页面摘录:
SRE 每日主题：Higress 云原生网关部署与生产实践

日期： 2026-03-13
主题序号： 1 (13 % 12 = 1)
难度等级： ⭐⭐⭐⭐
适用场景： 生产环境云原生网关部署

一、Higress 概述

Higress 是阿里巴巴开源的云原生网关，基于 Envoy + Istio 构建，提供：

流量网关：南北向流量入口
微服务网关：东西向服务治理
安全网关：WAF、认证、限流
AI 网关：大模型 API 统一接入

核心优势

特性	说明
高性能	基于 Envoy，单机 10W+ QPS
热更新	配置变更无需重启
多协议	HTTP/HTTPS/gRPC/Dubbo
可观测	内置 Prometheus 指标
插件化	WASM 插件扩展能力

二、生产环境部署方案

2.1 前置要求

# Kubernetes 版本要求
kubectl version --short
# 要求：v1.20+

# Helm 版本要求
helm version
# 要求：v3.0+

# 节点资源要求（生产环境最小配置）
# CPU: 4 核 × 3 节点
# 内存：8Gi × 3 节点

2.2 添加 Helm Chart 仓库

helm repo add higress https://higress.io/helm-charts
helm repo update

2.3 创建命名空间

kubectl create namespace higress-system

2.4 生产环境 values.yaml 配置

# higress-production-values.yaml

# ========== 全局配置 ==========
global:
  # 镜像仓库（国内使用阿里云镜像）
  imageRepository: registry.cn-hangzhou.aliyuncs.com/higress
  # 镜像拉取策略
  imagePullPolicy: IfNotPresent

# ========== Gateway 配置 ==========
gateway:
  # 副本数（生产环境至少 3 副本）
  replicas: 3

  # 资源限制（关键！防止 OOM）
  resources:
    requests:
      cpu: "2"
      memory: "4Gi"
    limits:
      cpu: "4"
      memory: "8Gi"

  # 自动扩缩容配置
  autoscaling:
    enabled: true
    minReplicas: 3
    maxReplicas: 10
    targetCPUUtilizationPercentage: 70
    targetMemoryUtilizationPercentage: 80

  # Pod 反亲和性（分散到不同节点）
  antiAffinity:
    enabled: true
    type: "preferred"

  # 容忍度（允许调度到 master 节点，如需）
  tolerations:
    - key: "node-role.kubernetes.io/master"
      operator: "Exists"
      effect: "NoSchedule"

  # 节点选择器
  nodeSelector:
    gateway-node: "true"

  # 健康检查
  livenessProbe:
    httpGet:
      path: /healthz/ready
      port: 15021
    initialDelaySeconds: 5
    periodSeconds: 10
    timeoutSeconds: 5
    failureThreshold: 3

  readinessProbe:
    httpGet:
      path: /healthz/ready
      port: 15021
    initialDelaySeconds: 5
    periodSeconds: 10
    timeoutSeconds: 5
    failureThreshold: 3

  # Service 配置（LoadBalancer 类型）
  service:
    type: LoadBalancer
    # 阿里云 SLB 注解
    annotations:
      service.beta.kubernetes.io/alibaba-cloud-loadbalancer-type: "nlb"
      service.beta.kubernetes.io/alibaba-cloud-loadbalancer-spec: "slb.s3.small"
      service.beta.kubernetes.io/alibaba-cloud-loadbalancer-charge-type: "paybytraffic"
    # 外部 IP（如使用固定 IP）
    # loadBalancerIP: "192.168.1.100"

练习题目: 上面的 Higress 网关文档在“核心优势”表中列出了哪些特性？请写出全部特性名称。

数据集内容:
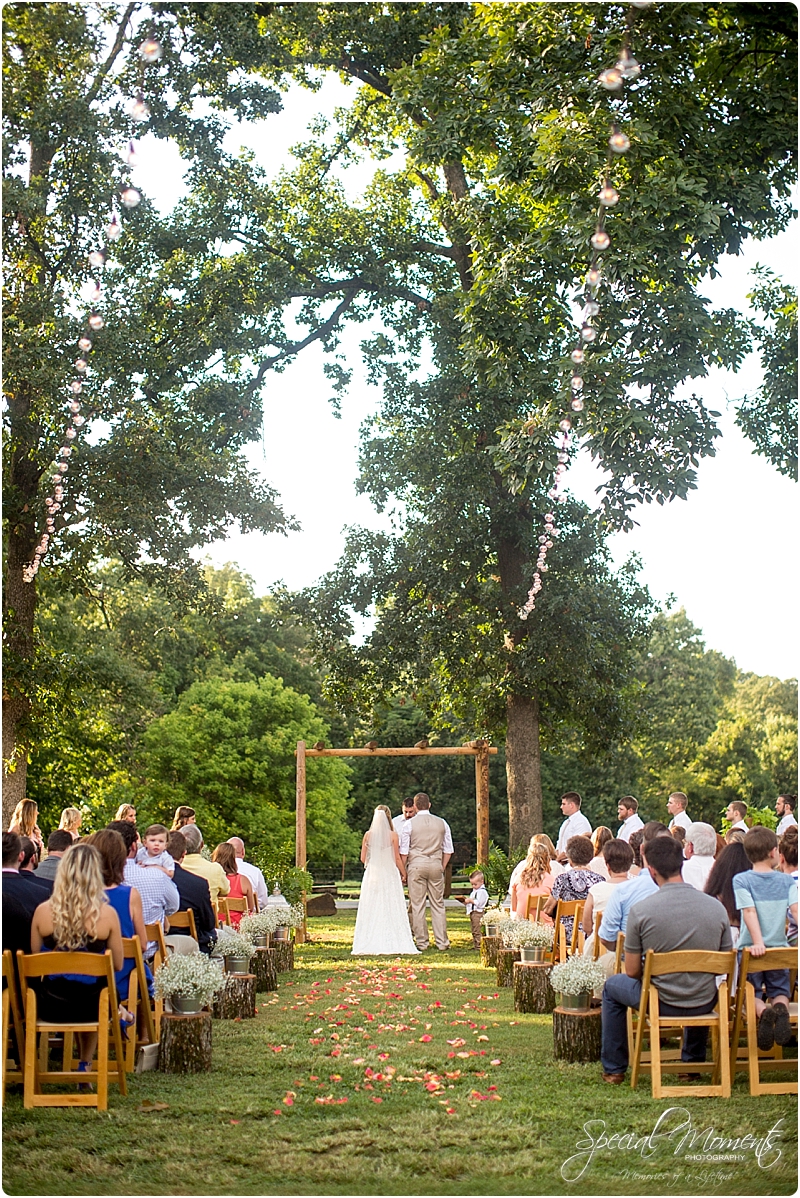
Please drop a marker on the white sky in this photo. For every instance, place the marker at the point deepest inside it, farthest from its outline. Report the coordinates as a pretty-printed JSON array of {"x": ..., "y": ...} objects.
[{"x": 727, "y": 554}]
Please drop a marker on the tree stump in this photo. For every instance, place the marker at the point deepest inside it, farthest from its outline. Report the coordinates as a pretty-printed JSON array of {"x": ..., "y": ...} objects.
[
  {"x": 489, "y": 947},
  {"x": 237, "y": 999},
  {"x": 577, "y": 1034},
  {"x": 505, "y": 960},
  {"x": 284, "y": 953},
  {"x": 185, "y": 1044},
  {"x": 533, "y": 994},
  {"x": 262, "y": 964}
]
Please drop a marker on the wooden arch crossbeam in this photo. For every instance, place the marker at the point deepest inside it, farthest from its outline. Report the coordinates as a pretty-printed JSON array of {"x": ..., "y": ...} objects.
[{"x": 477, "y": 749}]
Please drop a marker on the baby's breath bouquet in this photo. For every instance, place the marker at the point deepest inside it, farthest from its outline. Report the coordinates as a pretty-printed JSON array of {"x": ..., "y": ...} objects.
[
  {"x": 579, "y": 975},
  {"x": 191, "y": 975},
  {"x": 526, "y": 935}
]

作答结果: 高性能、热更新、多协议、可观测、插件化。